──────── Excerpted data ────────
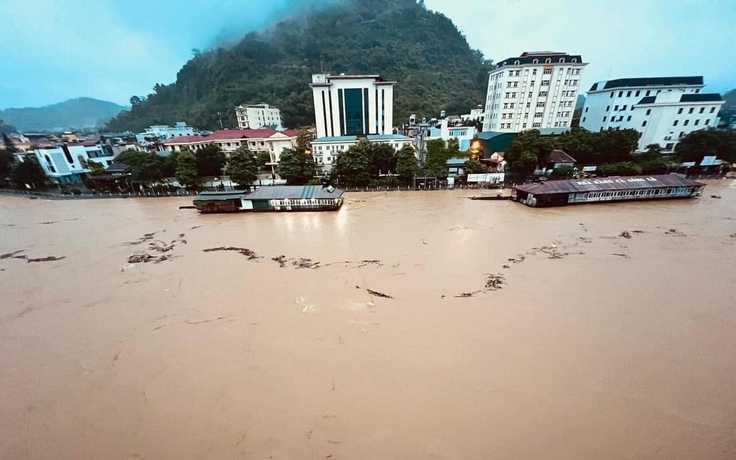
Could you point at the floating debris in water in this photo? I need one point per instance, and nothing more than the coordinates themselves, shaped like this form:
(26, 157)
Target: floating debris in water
(495, 282)
(243, 251)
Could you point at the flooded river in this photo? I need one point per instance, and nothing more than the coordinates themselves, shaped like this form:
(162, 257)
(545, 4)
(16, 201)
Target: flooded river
(433, 327)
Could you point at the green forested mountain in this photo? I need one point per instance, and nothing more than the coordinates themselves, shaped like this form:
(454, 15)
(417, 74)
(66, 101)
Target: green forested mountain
(398, 39)
(83, 112)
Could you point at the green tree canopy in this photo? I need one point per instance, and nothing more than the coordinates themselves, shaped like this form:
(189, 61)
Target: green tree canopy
(296, 166)
(406, 164)
(243, 167)
(473, 167)
(142, 166)
(210, 160)
(354, 166)
(436, 160)
(383, 159)
(186, 170)
(29, 171)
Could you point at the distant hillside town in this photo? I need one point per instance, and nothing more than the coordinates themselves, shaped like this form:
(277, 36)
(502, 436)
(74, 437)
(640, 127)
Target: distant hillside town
(526, 130)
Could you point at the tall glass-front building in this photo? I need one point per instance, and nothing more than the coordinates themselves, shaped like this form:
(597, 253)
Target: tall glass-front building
(352, 105)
────────
Format all of the rows above as a numbered list, omitting any blank lines. Leave the picture out of your answer.

1. Could you point at the floating debris in water in this photo? I need one point per instance, and nothing more than the coordinates themselves, shaped like this form:
2. (26, 157)
3. Target: floating debris in water
4. (495, 282)
5. (243, 251)
6. Could you point at the flooded river in this photo? I need one point per instance, and nothing more than the coordinates themselves, shaped like this form:
7. (162, 257)
8. (545, 4)
9. (16, 201)
10. Target: flooded river
11. (433, 327)
12. Could you point at the green forested mountain in this photo? I need one point per instance, and nothing more than the coordinates themselves, shaped like this form:
13. (454, 15)
14. (417, 74)
15. (66, 101)
16. Target: green forested mountain
17. (398, 39)
18. (83, 112)
19. Could you point at the green tree canopy in this photo? I need one point per instance, and nothing more than the coordinates themselves, shaped like this form:
20. (189, 61)
21. Target: green tree canopy
22. (296, 166)
23. (406, 164)
24. (243, 167)
25. (473, 167)
26. (142, 166)
27. (210, 160)
28. (354, 166)
29. (436, 160)
30. (383, 159)
31. (186, 170)
32. (29, 171)
33. Could you point at the distant hillside town in this photo? I need one point per instance, and nothing more than the coordinates themselves, shaped like this form:
34. (277, 36)
35. (502, 436)
36. (74, 437)
37. (640, 127)
38. Target: distant hillside town
39. (526, 130)
40. Could you point at the tall glass-front building in this photo? I need one point per instance, and nothing more than the coordinates themselves, shaped like this form:
41. (597, 253)
42. Target: tall glass-front building
43. (352, 105)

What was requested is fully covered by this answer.